◆ **SOURCE MATERIAL**
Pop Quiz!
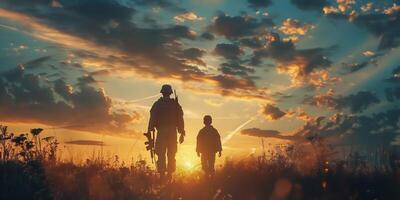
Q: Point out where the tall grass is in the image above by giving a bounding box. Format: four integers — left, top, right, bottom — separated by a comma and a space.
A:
0, 125, 399, 200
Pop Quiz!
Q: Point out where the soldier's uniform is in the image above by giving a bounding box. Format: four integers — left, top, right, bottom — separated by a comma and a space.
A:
196, 125, 222, 174
148, 86, 184, 174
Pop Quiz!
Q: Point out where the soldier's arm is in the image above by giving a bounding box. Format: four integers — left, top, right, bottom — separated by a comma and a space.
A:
176, 103, 185, 136
147, 103, 157, 132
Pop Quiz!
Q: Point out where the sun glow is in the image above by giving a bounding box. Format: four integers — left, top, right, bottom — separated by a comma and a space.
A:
184, 161, 194, 170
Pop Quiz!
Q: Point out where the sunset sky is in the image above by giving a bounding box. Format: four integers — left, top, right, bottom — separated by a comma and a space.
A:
1, 0, 400, 168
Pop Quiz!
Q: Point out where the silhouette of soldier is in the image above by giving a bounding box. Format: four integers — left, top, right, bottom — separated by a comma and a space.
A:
196, 115, 222, 177
148, 84, 185, 179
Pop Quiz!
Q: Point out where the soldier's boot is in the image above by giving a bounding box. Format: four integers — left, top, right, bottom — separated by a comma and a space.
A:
159, 171, 166, 183
157, 154, 168, 183
166, 172, 173, 183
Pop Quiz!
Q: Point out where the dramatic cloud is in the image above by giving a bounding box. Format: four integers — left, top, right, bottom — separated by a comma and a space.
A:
174, 12, 203, 23
354, 12, 400, 50
0, 66, 140, 135
247, 0, 272, 9
240, 37, 264, 49
208, 13, 273, 39
342, 61, 369, 73
245, 108, 400, 146
250, 33, 335, 87
324, 3, 400, 50
305, 90, 380, 113
176, 48, 207, 67
291, 0, 329, 11
212, 42, 258, 79
296, 109, 400, 146
241, 128, 304, 141
385, 65, 400, 83
262, 104, 286, 120
21, 56, 52, 69
131, 0, 185, 12
200, 32, 215, 40
0, 2, 272, 100
335, 91, 380, 112
219, 62, 255, 77
279, 18, 314, 35
383, 3, 400, 15
362, 50, 376, 57
385, 87, 400, 102
214, 43, 243, 60
361, 2, 373, 13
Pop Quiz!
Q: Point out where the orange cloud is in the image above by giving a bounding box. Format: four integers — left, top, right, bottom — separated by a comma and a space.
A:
279, 18, 314, 35
174, 11, 204, 23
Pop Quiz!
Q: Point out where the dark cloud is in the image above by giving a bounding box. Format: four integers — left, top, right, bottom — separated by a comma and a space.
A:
252, 33, 332, 71
209, 13, 273, 39
295, 109, 400, 146
290, 0, 329, 11
77, 75, 97, 86
220, 62, 255, 77
342, 61, 369, 73
245, 108, 400, 147
65, 140, 105, 146
68, 0, 136, 23
385, 65, 400, 83
354, 12, 400, 50
214, 43, 243, 60
263, 104, 286, 120
1, 0, 201, 82
176, 48, 207, 66
214, 43, 258, 80
212, 75, 256, 90
200, 32, 215, 40
385, 87, 400, 102
241, 128, 304, 141
326, 7, 400, 50
131, 0, 185, 12
248, 33, 333, 86
22, 56, 52, 69
53, 79, 72, 100
2, 0, 51, 7
0, 67, 140, 135
247, 0, 273, 9
305, 90, 380, 113
179, 48, 206, 59
249, 49, 269, 66
240, 37, 264, 49
335, 91, 380, 113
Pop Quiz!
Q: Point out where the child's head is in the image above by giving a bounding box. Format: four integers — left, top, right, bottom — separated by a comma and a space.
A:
203, 115, 212, 126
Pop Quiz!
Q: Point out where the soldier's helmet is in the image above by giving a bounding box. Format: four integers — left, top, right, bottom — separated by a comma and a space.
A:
160, 84, 173, 94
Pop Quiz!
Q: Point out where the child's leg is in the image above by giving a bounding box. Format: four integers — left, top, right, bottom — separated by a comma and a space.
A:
209, 153, 216, 174
201, 153, 208, 172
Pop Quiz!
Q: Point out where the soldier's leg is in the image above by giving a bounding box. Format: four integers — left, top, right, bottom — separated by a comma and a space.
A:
155, 139, 167, 174
166, 139, 177, 173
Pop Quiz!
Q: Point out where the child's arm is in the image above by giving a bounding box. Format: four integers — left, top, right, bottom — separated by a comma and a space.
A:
196, 131, 201, 157
216, 129, 222, 157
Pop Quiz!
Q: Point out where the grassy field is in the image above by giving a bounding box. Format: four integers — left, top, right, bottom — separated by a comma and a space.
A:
1, 125, 399, 200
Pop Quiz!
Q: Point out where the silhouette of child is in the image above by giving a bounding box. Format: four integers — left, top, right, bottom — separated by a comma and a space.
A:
196, 115, 222, 176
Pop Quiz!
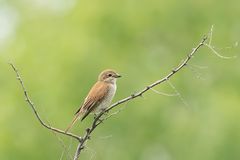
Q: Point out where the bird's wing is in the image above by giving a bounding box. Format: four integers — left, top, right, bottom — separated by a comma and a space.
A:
65, 81, 109, 132
78, 81, 109, 121
80, 99, 98, 121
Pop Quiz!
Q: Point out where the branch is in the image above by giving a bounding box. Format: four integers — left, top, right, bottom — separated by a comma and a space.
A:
205, 25, 237, 59
9, 63, 82, 142
72, 35, 208, 158
109, 36, 207, 113
10, 35, 208, 160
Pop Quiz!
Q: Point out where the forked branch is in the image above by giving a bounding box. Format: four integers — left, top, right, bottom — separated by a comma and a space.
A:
71, 35, 208, 159
10, 35, 208, 160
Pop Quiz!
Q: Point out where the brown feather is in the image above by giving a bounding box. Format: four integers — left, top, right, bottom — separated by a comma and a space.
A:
65, 81, 110, 132
65, 112, 81, 133
80, 81, 110, 119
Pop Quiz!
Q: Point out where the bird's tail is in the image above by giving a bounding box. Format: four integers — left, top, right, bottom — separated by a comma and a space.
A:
65, 112, 81, 133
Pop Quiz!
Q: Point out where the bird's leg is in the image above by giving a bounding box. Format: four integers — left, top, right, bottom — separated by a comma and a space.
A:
93, 113, 98, 119
93, 108, 108, 123
93, 112, 103, 120
100, 108, 107, 114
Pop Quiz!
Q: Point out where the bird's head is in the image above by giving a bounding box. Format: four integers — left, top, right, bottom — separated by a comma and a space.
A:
98, 69, 121, 84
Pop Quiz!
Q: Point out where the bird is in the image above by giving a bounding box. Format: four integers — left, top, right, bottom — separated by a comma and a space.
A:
65, 69, 121, 132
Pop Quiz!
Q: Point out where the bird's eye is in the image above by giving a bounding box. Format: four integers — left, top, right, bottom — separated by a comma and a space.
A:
108, 74, 112, 77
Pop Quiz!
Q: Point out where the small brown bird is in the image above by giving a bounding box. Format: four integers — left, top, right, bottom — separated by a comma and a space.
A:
65, 69, 121, 132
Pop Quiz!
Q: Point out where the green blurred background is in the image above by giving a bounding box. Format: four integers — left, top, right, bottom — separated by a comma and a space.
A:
0, 0, 240, 159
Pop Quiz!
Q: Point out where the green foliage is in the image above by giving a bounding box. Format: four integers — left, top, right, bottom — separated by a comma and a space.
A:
0, 0, 240, 159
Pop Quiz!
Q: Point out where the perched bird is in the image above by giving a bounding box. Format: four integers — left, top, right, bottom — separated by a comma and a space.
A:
65, 69, 121, 132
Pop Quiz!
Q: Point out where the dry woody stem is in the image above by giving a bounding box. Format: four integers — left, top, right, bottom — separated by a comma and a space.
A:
10, 35, 208, 160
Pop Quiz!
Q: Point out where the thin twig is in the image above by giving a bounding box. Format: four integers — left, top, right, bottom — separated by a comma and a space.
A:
150, 88, 179, 97
166, 80, 189, 107
208, 25, 214, 46
9, 63, 82, 142
205, 25, 237, 59
205, 44, 237, 59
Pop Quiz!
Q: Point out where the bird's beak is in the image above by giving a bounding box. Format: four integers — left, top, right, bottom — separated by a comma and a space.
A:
114, 74, 121, 78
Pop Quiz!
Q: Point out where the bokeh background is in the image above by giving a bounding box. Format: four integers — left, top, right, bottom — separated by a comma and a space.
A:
0, 0, 240, 160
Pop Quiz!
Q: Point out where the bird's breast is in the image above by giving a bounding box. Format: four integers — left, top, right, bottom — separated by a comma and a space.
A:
97, 84, 116, 112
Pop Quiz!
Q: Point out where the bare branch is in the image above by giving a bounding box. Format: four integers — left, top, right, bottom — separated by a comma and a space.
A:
166, 80, 189, 107
205, 43, 237, 59
205, 25, 237, 59
208, 25, 214, 46
10, 35, 208, 160
107, 35, 208, 112
150, 88, 179, 97
9, 63, 82, 142
72, 35, 209, 158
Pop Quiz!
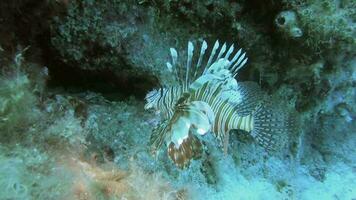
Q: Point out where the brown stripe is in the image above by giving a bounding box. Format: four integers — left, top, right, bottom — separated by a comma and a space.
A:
224, 106, 234, 132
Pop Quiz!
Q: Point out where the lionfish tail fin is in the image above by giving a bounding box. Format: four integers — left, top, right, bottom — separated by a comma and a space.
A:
251, 101, 295, 152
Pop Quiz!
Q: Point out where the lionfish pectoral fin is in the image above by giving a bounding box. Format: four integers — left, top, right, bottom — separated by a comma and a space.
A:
166, 101, 214, 167
149, 120, 169, 156
169, 101, 213, 145
168, 133, 203, 169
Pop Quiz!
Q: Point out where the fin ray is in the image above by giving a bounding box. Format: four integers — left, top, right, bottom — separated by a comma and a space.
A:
149, 119, 169, 155
216, 42, 227, 61
205, 40, 220, 72
194, 40, 208, 80
168, 133, 202, 168
251, 100, 294, 152
231, 52, 247, 75
224, 44, 234, 59
186, 41, 194, 85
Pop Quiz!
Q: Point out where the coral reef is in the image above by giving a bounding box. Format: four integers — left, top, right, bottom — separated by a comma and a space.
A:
0, 0, 355, 199
51, 0, 137, 71
50, 0, 196, 85
294, 0, 355, 53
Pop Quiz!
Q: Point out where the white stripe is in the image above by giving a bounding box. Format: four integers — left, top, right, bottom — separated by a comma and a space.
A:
205, 40, 219, 72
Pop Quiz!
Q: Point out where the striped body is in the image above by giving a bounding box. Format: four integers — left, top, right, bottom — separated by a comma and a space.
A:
190, 84, 254, 142
145, 84, 188, 119
149, 82, 255, 140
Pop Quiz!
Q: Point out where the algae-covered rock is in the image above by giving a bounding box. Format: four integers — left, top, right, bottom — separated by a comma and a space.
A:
0, 0, 355, 199
50, 0, 199, 85
51, 0, 137, 71
286, 0, 355, 54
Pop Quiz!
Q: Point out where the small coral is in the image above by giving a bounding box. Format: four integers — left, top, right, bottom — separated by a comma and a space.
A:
275, 10, 303, 38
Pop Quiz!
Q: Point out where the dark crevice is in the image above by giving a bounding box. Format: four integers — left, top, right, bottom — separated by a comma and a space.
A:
1, 1, 157, 102
46, 63, 158, 101
42, 31, 158, 101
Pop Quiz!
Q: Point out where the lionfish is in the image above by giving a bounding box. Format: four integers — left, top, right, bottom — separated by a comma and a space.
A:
145, 40, 293, 168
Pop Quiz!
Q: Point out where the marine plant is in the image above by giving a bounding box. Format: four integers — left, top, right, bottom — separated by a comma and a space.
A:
0, 50, 38, 137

◆ **WHAT IS EXPECTED**
Pull every line containing "cloud" out of the records.

◆ **FINAL ANSWER**
Q: Point out where the dramatic cloud is in the image above by giving a bounding box. Format: four integers — left, top, right, bottom — separated by a comma and a space.
Q: Point out where the orange cloud is in the image above by giving a bounding box. Format: four integers — left, top, right, bottom — separated by a comma and a space.
Q: Point out where the dark cloud is in the image above by giving a bounding box. Format: four integers — left, top, right, bottom — separated by a comma and a space.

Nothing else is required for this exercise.